→ Exercise materials
··········

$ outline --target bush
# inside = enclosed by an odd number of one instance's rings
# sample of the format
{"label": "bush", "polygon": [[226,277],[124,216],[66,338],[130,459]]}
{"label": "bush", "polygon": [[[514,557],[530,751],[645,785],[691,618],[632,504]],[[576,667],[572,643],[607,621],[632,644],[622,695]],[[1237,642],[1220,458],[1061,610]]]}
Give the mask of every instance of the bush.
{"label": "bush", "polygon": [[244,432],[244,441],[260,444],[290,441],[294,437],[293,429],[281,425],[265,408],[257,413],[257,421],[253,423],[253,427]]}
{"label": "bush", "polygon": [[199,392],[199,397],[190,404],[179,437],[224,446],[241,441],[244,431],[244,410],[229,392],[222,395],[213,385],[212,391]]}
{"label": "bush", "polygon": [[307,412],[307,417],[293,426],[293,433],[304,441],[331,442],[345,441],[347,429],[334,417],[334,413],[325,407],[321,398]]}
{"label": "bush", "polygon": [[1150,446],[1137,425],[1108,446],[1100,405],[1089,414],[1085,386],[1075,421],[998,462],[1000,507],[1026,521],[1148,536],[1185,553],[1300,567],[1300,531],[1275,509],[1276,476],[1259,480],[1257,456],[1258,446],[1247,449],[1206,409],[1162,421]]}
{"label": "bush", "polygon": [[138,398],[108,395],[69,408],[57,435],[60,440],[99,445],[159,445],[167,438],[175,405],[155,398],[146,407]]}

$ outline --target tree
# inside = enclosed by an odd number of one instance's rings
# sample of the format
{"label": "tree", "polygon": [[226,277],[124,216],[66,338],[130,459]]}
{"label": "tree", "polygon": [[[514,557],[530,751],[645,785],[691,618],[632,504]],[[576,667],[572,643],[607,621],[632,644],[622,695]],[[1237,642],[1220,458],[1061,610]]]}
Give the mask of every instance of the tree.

··········

→ Action item
Copy out, from the data above, every line holding the word "outline".

→ Answer space
$ outline --target bush
$ outline --target tree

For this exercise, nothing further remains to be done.